Consigne 1:
Indiquez si chacune des affirmations suivantes concorde avec le document sur le patinage. Répondez par oui ou par non, en citant mot pour mot le passage qui tranche.
(a) La « première leçon » a été dessinée par Eugène Lawrence.
(b) Au Palais de Glace, l'entrée était gratuite.
(c) L'eau-forte de Ziem tient sur une seule page.

Document:
☆ ☆ ☆ ☆
Sa tournure et ses tournants
Le vade-mecum renferme aussi de jolies ponctuations illustrées. Une « première leçon » dessinée par Eugène Lawrence montre une jeune femme tenue par la main par son professeur. Est-là le portrait de son frère ? La moustache qu’il arbore, la silhouette élancée pourrait nous le laisser croire même si, à découvrir le portrait donné de lui par Mars en 1887 dans L’Illustration, ainsi qu’une gravure d’après une photographie de Delton qui clot un des chapitres de L’Art du patinage nous le montrent en calotte et veste à brandebourgs qui mettait en valeur, c’est certain, sa tournure et ses tournants. Tout à fait comme les patins, bas, knickers, redingote cintrée et chapeau noirs qui font une silhouette légère et parfaite au Patineur d’Henri Raeburn, icône de l’art écossais qui dernièrement vacille sur son piédestal : on a dernièrement voulu le réattribuer à Henri-Pierre Danloux. Les remous de l’histoire de l’art n’empêchent pas de constater que l’habit fait le patineur.
Frost d'après Mars, Delton et Vail |
Barbizon, ombres chinoises et Pôle nord
On trouve encore au fil des pages une très belle eau-forte en double page de Ziem qui, presque en ombre chinoise mais furieusement barbizonesque, rend hommage au charmant passe-temps hivernal. A la vérité le patinage pratiqué par Frost était moins bucolique que ce que l’artiste veut bien en montrer. Certes, les plus accrocs patinaient en toute liberté sur le lac de l’Hermitage de Meudon qu'il avait mis au goût du jour, sur le grand canal de Versailles ou le grand lac du Bois de Boulogne, mais Au Cercle des Patineurs du Bois, il fallait montrer patin blanc. Au Palais de Glace des Champs-Elysées, au Pôle nord de la rue de Clichy, on payait son entrée, on évoluait dans la foule, lorgnant du coin de l’œil son voisin patinant.
☆ ☆ ☆ ☆
Données fournies:
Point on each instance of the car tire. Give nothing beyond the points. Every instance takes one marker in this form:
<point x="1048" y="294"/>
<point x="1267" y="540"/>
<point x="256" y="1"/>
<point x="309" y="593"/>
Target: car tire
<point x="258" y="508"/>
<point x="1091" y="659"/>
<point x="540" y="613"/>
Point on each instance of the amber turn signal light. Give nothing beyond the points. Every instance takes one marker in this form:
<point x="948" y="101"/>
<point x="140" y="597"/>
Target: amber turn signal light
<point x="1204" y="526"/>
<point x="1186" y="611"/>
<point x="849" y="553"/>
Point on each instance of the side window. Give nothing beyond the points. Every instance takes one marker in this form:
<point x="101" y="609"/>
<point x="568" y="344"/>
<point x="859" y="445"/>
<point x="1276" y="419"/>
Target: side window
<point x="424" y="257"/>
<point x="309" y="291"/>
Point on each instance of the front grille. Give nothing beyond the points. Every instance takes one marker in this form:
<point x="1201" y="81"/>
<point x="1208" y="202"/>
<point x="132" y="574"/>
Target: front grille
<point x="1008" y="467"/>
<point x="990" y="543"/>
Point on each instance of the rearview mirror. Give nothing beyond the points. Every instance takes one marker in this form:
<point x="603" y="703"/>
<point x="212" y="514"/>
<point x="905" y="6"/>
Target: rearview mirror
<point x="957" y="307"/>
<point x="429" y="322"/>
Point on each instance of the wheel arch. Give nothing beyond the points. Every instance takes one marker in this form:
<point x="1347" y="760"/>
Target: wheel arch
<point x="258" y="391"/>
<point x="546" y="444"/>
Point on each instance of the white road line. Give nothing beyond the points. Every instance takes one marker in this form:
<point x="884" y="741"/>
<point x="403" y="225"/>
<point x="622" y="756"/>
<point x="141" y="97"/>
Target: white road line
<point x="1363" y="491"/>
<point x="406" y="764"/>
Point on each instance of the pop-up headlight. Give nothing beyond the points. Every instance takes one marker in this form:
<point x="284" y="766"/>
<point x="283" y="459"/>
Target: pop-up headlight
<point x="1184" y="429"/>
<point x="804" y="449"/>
☆ ☆ ☆ ☆
Consigne 2:
Transformez en liste JSON de chaînes les lignes des enregistrements, en commençant à la ligne qui contient "Point on each instance of the wheel" et en terminant à la fin des enregistrements. Mettez une chaîne par ligne et omettez les lignes vides.

Réponse 1:
(a) Oui : « Une « première leçon » dessinée par Eugène Lawrence montre une jeune femme tenue par la main par son professeur. »
(b) Non : « Au Palais de Glace des Champs-Elysées, au Pôle nord de la rue de Clichy, on payait son entrée ».
(c) Non : « une très belle eau-forte en double page de Ziem ».

Réponse 2:
[
  "Point on each instance of the wheel arch. Give nothing beyond the points. Every instance takes one marker in this form:",
  "<point x=\"1347\" y=\"760\"/>",
  "Target: wheel arch",
  "<point x=\"258\" y=\"391\"/>",
  "<point x=\"546\" y=\"444\"/>",
  "Point on each instance of the white road line. Give nothing beyond the points. Every instance takes one marker in this form:",
  "<point x=\"884\" y=\"741\"/>",
  "<point x=\"403\" y=\"225\"/>",
  "<point x=\"622\" y=\"756\"/>",
  "<point x=\"141\" y=\"97\"/>",
  "Target: white road line",
  "<point x=\"1363\" y=\"491\"/>",
  "<point x=\"406\" y=\"764\"/>",
  "Point on each instance of the pop-up headlight. Give nothing beyond the points. Every instance takes one marker in this form:",
  "<point x=\"284\" y=\"766\"/>",
  "<point x=\"283\" y=\"459\"/>",
  "Target: pop-up headlight",
  "<point x=\"1184\" y=\"429\"/>",
  "<point x=\"804\" y=\"449\"/>"
]